Task requirements
Find "Drop a marker on every instance of the roof" in the data, then restate the line it sits in and every later line word for word, ending with the last line.

---------- Supplied data ----------

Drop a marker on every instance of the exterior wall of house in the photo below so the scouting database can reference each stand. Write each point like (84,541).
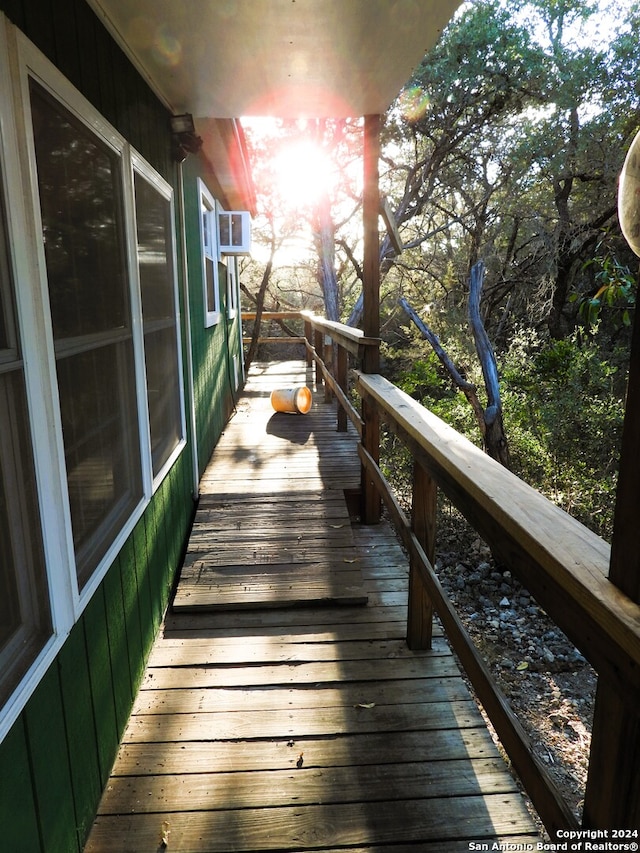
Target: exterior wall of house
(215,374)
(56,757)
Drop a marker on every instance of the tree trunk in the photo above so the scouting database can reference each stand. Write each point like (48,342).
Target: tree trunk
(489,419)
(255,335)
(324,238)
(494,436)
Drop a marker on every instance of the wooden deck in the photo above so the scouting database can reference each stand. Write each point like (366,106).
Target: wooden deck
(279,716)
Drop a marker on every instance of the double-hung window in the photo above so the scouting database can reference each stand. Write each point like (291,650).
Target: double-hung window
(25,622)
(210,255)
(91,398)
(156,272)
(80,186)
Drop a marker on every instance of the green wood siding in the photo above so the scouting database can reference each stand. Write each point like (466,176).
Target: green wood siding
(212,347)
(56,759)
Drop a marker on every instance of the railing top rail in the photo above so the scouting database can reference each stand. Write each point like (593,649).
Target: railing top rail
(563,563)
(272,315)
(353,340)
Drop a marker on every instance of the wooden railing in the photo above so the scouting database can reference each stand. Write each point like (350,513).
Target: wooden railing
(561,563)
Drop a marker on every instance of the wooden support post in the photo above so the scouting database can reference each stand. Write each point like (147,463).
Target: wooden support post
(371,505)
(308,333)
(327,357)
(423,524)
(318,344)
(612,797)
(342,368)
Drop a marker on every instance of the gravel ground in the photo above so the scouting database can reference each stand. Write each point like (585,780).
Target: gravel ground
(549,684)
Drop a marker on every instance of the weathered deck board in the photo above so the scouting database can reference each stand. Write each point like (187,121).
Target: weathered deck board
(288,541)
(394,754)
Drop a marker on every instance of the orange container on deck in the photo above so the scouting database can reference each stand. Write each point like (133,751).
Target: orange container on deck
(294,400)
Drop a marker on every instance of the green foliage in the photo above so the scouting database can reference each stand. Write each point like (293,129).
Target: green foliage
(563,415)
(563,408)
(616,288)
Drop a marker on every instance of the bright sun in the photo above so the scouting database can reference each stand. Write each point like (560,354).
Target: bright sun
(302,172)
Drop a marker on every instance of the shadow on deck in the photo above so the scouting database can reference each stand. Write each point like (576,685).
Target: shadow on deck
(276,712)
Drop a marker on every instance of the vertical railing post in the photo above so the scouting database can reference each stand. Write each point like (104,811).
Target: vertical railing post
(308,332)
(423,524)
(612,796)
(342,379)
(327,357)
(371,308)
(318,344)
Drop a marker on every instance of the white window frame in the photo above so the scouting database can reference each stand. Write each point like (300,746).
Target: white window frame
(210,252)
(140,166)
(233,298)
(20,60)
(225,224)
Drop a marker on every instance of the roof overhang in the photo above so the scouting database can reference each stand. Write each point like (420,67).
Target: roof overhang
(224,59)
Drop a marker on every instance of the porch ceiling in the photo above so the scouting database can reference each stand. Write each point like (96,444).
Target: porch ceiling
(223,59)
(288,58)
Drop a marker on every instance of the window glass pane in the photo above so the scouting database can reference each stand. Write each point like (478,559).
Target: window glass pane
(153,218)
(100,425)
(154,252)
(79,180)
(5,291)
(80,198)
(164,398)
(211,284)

----------

Finished task
Drop a marker on every instance of the roof overhang in the photo above so the scouting database can reference each stand. Write each point like (420,67).
Target: roof overhang
(224,59)
Drop a marker on every instance of the porch ceiling in the photo above so the scouting database can reference each stand. Write each point like (96,444).
Target: porch ceiling
(223,59)
(288,58)
Drop a marker on every instance of the window glass pane in the photo above so the scouting database can reference each stand. Write each point like (478,559).
Target: window glass pane
(153,218)
(100,425)
(154,252)
(79,180)
(5,291)
(80,198)
(164,398)
(211,284)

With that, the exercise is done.